> [SEZIONE DEL TESTO]
▼▼▼

Tele
mattutina
(Davide Riccio) - Io sono stato bambino tra la fine degli
anni Sessanta e gli anni Settanta. In casa
avevamo
un solo televisore: era un monumentale pesantissimo teutonico Damaiter
bianco e nero sul classico carrello con le ruote e i due piani di vetro, e
aveva grandi valvole di vetro che dietro si illuminavano di luce rossa,
affascinanti, quasi inquietanti, da cambiare con attenzione quando si
bruciavano. Ci voleva un minuto perché quella televisione si accendesse,
e aveva due soli canali memorizzabili sullo stesso grande bottone a due
posizioni. Tanto, due canali soltanto esistevano: mamma Rai Uno e Due. In
seguito vennero canali “esotici”, ognuno dei quali richiedeva una
specifica antenna sul tetto: Montecarlo, Koper Capodistria e Svizzera. E
vennero anche le prime televisioni a colori, e certi accessori da comprare
per corrispondenza, come lo schermo a bande colorate per fare del tv
bianco e nero un deludente posticcio tv a colori fissi. Tipica
paccottiglia kitsch anni Settanta oggi oggetto di culto per i
collezionisti di modernariato.
E c’erano i programmi. Pochi. Più che sceglierli, ti sceglievano. Ma
andava bene così: non c’era nulla di negativo in questo, perché così
scoprivi cose che non avresti scelto potendo scegliere. Le trasmissioni
cominciavano nel pomeriggio inoltrato. Ma a noi bambini “d’epoca”
non era concesso di guardarla fino alle 19.20, salvo eccezioni educative
tra le 18 e le 18.30 (“Immagini dal mondo”, dove si vedevano gli
animali e i ragazzi di terre lontane, o “Avventura”, quello che
iniziava con le gloriose note di “A salty dog” dei Procol Harum).

▲▲▲

> [ESERCIZIO A]
Rispondi a queste domande sul brano dedicato alla televisione di casa:
(i) Quanto tempo ci voleva perché il televisore si accendesse?
(ii) Quali canali "esotici" arrivarono in seguito?
(iii) Salvo eccezioni, fino a che ora i bambini non potevano guardare la televisione?

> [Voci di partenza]

▼▼▼

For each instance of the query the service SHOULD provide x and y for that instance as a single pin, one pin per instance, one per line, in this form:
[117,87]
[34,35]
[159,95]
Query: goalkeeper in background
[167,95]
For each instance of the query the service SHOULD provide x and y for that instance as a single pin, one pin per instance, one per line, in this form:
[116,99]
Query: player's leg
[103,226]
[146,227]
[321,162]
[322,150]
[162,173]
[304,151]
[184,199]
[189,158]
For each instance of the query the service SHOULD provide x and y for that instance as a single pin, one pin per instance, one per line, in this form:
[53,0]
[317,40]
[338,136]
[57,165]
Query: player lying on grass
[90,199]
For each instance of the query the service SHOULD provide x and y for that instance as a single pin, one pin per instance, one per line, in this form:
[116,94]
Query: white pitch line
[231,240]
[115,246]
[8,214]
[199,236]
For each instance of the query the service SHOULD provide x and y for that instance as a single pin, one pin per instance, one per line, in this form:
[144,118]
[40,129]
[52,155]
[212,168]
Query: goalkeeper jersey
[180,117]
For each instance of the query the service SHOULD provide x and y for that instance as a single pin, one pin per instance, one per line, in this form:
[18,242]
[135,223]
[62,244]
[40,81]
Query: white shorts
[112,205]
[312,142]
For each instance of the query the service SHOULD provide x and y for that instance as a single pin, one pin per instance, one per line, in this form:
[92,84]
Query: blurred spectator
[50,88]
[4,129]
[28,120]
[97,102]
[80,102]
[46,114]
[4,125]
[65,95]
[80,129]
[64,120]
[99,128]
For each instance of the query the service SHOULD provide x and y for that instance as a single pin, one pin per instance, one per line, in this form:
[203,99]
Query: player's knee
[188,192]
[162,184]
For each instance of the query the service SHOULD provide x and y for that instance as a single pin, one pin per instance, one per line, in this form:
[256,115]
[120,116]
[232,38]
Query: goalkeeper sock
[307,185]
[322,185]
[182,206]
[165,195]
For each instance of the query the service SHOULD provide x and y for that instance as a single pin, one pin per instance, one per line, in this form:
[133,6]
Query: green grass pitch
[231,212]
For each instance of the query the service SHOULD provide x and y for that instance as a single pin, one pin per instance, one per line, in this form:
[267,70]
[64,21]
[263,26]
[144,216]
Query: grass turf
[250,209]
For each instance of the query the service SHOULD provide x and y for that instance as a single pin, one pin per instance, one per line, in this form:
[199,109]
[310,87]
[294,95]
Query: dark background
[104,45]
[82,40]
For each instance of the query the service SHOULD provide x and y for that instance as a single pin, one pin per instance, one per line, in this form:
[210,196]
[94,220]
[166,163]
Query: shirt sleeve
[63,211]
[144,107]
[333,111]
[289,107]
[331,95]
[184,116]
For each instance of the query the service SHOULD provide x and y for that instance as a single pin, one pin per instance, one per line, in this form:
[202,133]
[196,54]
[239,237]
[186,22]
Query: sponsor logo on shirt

▲▲▲

> [ESERCIZIO B] Riporta tutte le righe delle voci in cui compare la parola "background".

> [RISPOSTA CORRETTA A]
(i) Un minuto.
(ii) Montecarlo, Koper Capodistria e Svizzera.
(iii) Fino alle 19.20.

> [RISPOSTA CORRETTA B]
Query: goalkeeper in background
Query: dark background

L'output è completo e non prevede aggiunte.